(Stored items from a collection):
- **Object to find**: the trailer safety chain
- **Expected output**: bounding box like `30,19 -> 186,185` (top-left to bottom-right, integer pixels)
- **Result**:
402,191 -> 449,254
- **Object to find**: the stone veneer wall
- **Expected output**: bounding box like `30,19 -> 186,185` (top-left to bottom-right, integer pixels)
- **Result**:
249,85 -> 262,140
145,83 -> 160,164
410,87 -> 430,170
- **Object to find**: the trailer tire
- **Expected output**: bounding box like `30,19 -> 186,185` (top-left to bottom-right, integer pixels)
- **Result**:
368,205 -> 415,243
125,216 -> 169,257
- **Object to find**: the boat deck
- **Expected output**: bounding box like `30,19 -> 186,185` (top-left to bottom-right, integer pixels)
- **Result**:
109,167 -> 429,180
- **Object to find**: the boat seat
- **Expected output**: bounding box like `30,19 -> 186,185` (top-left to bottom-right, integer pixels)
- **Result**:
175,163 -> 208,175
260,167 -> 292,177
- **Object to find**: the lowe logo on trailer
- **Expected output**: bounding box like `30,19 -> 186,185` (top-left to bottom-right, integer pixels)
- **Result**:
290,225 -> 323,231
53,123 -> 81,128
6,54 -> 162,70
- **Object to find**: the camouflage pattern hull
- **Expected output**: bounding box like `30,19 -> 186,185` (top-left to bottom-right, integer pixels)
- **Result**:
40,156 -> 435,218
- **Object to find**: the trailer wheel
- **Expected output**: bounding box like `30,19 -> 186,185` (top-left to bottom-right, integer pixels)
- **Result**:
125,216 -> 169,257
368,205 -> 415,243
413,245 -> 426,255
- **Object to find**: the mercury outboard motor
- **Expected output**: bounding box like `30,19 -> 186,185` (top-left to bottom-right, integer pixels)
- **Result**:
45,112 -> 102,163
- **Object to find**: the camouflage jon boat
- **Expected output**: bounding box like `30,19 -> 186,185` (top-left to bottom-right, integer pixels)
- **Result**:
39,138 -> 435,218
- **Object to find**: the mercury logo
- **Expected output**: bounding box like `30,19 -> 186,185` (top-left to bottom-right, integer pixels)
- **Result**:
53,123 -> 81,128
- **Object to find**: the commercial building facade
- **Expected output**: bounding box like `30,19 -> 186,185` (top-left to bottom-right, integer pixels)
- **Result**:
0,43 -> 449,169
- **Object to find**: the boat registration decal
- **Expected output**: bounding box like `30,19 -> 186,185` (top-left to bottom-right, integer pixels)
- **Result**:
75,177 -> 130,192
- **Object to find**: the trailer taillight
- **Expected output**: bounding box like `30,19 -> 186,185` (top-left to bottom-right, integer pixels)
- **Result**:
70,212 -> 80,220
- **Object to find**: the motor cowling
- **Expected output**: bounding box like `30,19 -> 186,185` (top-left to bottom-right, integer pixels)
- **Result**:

(REQUIRED WORK): Return all of the lines above without a single change.

(RESULT BELOW):
- **Object to find**: the trailer safety chain
- **Expected output**: bounding box like `30,19 -> 186,185` (top-left to bottom-right, integer pixels)
- **Result**:
402,191 -> 449,254
- **Object to find**: the stone veneer wall
- **Expected output**: bounding box like `30,19 -> 186,185` (top-left to bottom-right, integer pixels)
- **Result**:
249,85 -> 262,140
145,83 -> 160,164
410,87 -> 430,170
- **Object to find**: the trailer tire
- **Expected output**: bounding box like `30,19 -> 186,185` (top-left to bottom-right, integer pixels)
- **Result**:
368,205 -> 415,243
125,216 -> 169,257
- **Object to find**: the boat deck
- **Expected output**: bounding box like `30,19 -> 186,185` (top-left to bottom-right, integer pixels)
- **Result**:
109,167 -> 429,180
- **Object to find**: the boat seat
- **Expected output**: bounding box like `30,19 -> 186,185` (top-left to bottom-right, integer pixels)
- **Result**:
175,163 -> 208,175
260,167 -> 292,177
- **Object to find**: the lowe logo on trailer
- **Expected output**: bounding box like `30,19 -> 186,185` (top-left to bottom-right, integer pixels)
- **Result**:
290,225 -> 323,231
53,123 -> 81,128
6,54 -> 162,70
- **Object to find**: the camouflage pattern hull
- **Expected output**: bounding box like `30,19 -> 186,185` (top-left to bottom-right, integer pixels)
- **Result**:
40,156 -> 435,218
- **Object to find**: the trailer wheel
- **Expected output**: bounding box like `30,19 -> 186,185` (top-left to bottom-right, integer pixels)
- **Result**:
125,216 -> 169,257
368,205 -> 415,243
413,245 -> 426,255
- **Object to find**: the mercury outboard motor
- **Expected output**: bounding box like `30,19 -> 186,185` (top-left to bottom-right, integer pixels)
- **Result**:
45,112 -> 102,163
- **Object to find**: the camouflage jon boat
- **Expected output**: bounding box like `30,19 -> 186,185` (top-left to bottom-right, integer pixels)
- **Result**:
39,138 -> 435,218
- **Object to find**: the mercury logo
- **Expected output**: bounding box like `30,19 -> 186,185` (top-left to bottom-right, integer pixels)
- **Result**:
53,123 -> 81,128
- **Object to find**: the commercial building facade
- **Expected output**: bounding box like `30,19 -> 186,185` (top-left to bottom-right, integer pixels)
- **Result**:
0,43 -> 449,169
- **Object to find**: the boat registration decal
- **Expected output**: bounding box like `30,19 -> 186,185` (top-left to bottom-right, integer pixels)
- **Result**:
75,177 -> 130,192
- **Object to find**: the trailer taillight
- **Expected output**: bounding box like `30,19 -> 186,185` (top-left to bottom-right, integer pixels)
- **Result**:
70,212 -> 80,220
- **Object to find**: the motor cowling
- **Expected output**: bounding box like `30,19 -> 186,185` (top-left to bottom-right, integer pixels)
- **Result**:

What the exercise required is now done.